*** Data shown Section Begins ***
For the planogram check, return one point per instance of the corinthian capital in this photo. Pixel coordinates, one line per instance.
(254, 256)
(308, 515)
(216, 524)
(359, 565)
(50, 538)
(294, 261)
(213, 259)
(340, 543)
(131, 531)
*** Data shown Section Ends ***
■ **What you have to do**
Repeat each record word for word.

■ **Output for this exercise**
For the planogram check, return one point per instance of the corinthian capital in this photo. Pixel coordinates, one line per instance.
(254, 256)
(308, 515)
(216, 524)
(359, 565)
(50, 538)
(294, 261)
(213, 259)
(340, 543)
(131, 531)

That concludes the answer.